◆ **READING PASSAGE**:
- - - -
Things Everyone Secretly Does At Singapore Wedding Dinners
Full-fledged banquets aren't the only things that have returned after a long, pandemic-induced hiatus. Here's what else we've gone back to doing amidst all the wedding invites:
1. Lie that you are away on holiday
Not all weddings deserve your RSVP. After all, why would you want to spend your precious Saturday night alone with a table of strangers when it’s your ex-primary-school-classmate’s-niece’s wedding? When you receive the SMS invite, you’ll politely say that you’ll try to make it and one week later, you’ll reply that you have a family vacation planned and won’t be able to turn up anymore.
2. Ask around for the market rate
So, your colleagues are all invited to the marketing manager’s wedding. Best to ask around and compare how much everyone is giving for the ang pow. Because you don’t want to look silly and give $100 less. But you also don’t want to be silly and give $100 more, especially to someone whom you’ve only said hello to, like four times in a year.
3. Pretend you had something on and arrive late
Oh, you had emails to type, kids to send to the in-laws, dog poop to clear, burst pipes to fix… and, ahem, one more episode of your Netflix series to finish up. Anyway, nobody arrives on time or even early for wedding dinners in Singapore, right? If the invite says dinner starts at 7.30pm, it will probably commence at 8.30pm since everyone else had emails to type, kids to send to the in-laws, dog poop to clear… you get the point.
4. Change seats
Because you came early and don’t want your back facing the stage later. Because you saw the name cards on the table and don’t want to sit with Fourth Aunty.
5. Change tables
Even better, all your kakis are at another table (what was the bride thinking when she seated you with her hot yoga mates – this isn’t speed dating, you know!) and there’s an empty seat.
6. Change wedding tokens
At dinners where they have an alternating choice of wedding mementoes from one seat to the next, you know you want that gourmet organic tea more than you want that pair of pewter bells.
7. Act like you aren’t hungry
If it’s one of those dinners where food is served communally on a lazy Susan and you are seated with strangers or your bosses, you’ll probably peck politely at whatever is right in front of you. Yes, you are famished and you really want that last piece of abalone but decorum, decorum. And nobody ever dares to pick up the coveted chicken drumstick because it’s just rude.
8. Lip-sync to yum seng
It’s like how you used to mumble your way through your school song at assembly time. There’s always someone else out there who will have a robust voice and attitude, and who will get the job done for everyone else.
9. Slip away halfway
Intermission time generally takes place after the second course aka when the soup is served. That’s when you start feeling restless unless you’re lucky enough to be seated with people you really want to catch up with. Somewhere, from the second to fifth courses, tables typically empty out gradually and guests are in the bathrooms, at the foyer… or even on their way home.
10. Pretend you forgot to take home the wedding token
Actually, that’s the ugliest and most useless potpourri sachet you’ve ever seen in your life.
- - - -
◆ **LISTED RECORDS**:

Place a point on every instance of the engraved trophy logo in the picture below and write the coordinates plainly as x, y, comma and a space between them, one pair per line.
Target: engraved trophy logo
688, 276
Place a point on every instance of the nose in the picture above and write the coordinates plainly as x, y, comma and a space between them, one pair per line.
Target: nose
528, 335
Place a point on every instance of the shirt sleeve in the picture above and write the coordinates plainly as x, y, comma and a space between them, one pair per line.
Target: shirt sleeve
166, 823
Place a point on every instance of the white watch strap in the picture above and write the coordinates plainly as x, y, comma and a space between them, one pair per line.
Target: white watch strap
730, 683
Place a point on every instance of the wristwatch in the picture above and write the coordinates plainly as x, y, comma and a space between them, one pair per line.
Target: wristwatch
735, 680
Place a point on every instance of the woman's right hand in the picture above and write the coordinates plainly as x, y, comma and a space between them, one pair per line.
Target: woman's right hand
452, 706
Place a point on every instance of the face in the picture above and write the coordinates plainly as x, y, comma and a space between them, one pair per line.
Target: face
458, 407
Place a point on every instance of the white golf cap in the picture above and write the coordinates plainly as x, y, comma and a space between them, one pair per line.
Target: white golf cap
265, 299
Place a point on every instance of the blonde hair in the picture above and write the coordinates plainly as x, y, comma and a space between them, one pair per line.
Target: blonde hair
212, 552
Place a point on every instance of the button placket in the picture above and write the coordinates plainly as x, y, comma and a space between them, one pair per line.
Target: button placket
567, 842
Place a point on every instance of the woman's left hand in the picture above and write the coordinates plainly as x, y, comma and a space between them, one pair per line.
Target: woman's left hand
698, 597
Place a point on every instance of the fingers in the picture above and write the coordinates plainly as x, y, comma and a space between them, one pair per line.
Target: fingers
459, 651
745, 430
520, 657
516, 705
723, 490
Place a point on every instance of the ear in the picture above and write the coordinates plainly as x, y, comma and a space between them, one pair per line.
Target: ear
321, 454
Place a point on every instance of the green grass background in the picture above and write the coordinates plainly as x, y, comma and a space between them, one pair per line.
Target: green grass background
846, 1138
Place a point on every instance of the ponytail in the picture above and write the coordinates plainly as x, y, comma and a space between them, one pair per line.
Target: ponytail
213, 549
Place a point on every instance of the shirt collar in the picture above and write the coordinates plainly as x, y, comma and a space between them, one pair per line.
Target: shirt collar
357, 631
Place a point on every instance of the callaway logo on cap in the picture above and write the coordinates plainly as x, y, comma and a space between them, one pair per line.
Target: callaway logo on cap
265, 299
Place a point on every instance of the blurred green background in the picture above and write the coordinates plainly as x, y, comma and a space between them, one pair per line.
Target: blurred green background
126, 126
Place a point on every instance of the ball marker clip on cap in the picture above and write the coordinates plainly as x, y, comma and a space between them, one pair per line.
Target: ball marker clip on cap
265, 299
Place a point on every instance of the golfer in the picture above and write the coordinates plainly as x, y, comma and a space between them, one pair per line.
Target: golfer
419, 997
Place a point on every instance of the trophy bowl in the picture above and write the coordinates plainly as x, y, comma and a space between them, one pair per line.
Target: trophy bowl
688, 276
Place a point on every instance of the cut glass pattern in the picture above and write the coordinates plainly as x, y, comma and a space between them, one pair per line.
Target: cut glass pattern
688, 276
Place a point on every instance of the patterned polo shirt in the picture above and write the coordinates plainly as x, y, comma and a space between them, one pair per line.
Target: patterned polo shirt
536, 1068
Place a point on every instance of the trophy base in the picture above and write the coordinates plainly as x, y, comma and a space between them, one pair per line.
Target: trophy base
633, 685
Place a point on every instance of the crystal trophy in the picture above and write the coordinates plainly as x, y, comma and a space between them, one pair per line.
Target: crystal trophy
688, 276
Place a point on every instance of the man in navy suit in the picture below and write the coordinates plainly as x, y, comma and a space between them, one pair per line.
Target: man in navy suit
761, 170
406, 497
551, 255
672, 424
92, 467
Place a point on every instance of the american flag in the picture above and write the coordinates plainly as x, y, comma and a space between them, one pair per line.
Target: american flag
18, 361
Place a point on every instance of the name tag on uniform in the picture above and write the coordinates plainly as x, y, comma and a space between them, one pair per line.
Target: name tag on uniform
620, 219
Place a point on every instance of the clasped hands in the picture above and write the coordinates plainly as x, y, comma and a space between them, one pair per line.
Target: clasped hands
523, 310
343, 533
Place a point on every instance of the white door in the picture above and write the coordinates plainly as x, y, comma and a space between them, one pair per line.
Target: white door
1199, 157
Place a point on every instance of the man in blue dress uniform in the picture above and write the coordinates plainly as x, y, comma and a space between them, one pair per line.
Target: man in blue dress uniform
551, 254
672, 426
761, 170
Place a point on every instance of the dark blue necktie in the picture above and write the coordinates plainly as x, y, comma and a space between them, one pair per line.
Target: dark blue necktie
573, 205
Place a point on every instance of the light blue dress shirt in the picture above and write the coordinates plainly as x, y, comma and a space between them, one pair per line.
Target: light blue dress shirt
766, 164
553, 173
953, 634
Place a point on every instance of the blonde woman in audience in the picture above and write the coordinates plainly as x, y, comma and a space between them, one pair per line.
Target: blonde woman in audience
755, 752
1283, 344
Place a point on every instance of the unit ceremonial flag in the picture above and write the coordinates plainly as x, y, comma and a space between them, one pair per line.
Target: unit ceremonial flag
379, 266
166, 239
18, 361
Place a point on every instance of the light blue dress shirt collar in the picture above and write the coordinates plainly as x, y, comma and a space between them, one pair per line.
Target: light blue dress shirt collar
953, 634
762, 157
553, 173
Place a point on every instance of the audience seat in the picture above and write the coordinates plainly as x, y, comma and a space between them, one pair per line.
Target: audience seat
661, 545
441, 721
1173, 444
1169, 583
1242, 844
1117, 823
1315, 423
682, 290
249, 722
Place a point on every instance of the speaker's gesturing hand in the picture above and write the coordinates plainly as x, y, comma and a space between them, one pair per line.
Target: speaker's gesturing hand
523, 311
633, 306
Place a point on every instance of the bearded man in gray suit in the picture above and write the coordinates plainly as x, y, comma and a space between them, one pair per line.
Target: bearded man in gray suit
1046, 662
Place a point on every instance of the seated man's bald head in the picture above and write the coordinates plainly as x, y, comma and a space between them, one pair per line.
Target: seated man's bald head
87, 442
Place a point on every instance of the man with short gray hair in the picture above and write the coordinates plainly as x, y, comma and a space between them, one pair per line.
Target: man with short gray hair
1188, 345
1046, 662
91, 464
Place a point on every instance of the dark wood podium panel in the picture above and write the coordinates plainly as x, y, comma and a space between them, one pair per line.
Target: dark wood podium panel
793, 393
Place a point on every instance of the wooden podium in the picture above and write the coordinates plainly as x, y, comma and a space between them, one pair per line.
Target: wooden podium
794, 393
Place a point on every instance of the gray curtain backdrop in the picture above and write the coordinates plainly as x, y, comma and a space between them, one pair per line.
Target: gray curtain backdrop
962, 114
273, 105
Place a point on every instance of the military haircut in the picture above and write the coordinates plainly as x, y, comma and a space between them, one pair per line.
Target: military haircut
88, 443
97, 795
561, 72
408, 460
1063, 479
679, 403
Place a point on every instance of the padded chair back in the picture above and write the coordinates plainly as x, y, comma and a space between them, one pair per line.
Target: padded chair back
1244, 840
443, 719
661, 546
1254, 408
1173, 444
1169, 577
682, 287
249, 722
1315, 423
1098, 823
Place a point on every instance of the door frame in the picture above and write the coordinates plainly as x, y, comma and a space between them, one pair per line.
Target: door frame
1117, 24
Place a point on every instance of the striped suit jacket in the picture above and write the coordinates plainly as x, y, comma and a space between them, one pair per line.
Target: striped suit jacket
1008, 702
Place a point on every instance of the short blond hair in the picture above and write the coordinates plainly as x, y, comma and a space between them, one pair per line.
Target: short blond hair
- - - -
◆ **QUESTIONS TO ANSWER**:
#1 In the wedding dinner article, write out the passage starting at "2. Ask around" and ending at "get the point.", switching "ang pow" to "red packet".
#2 According to the wedding dinner article, when does intermission generally take place?
You won't need the rows for any of this.

◆ **RESULTS OF THE TASKS**:
#1
2. Ask around for the market rate
So, your colleagues are all invited to the marketing manager’s wedding. Best to ask around and compare how much everyone is giving for the red packet. Because you don’t want to look silly and give $100 less. But you also don’t want to be silly and give $100 more, especially to someone whom you’ve only said hello to, like four times in a year.
3. Pretend you had something on and arrive late
Oh, you had emails to type, kids to send to the in-laws, dog poop to clear, burst pipes to fix… and, ahem, one more episode of your Netflix series to finish up. Anyway, nobody arrives on time or even early for wedding dinners in Singapore, right? If the invite says dinner starts at 7.30pm, it will probably commence at 8.30pm since everyone else had emails to type, kids to send to the in-laws, dog poop to clear… you get the point.

#2 After the second course, when the soup is served.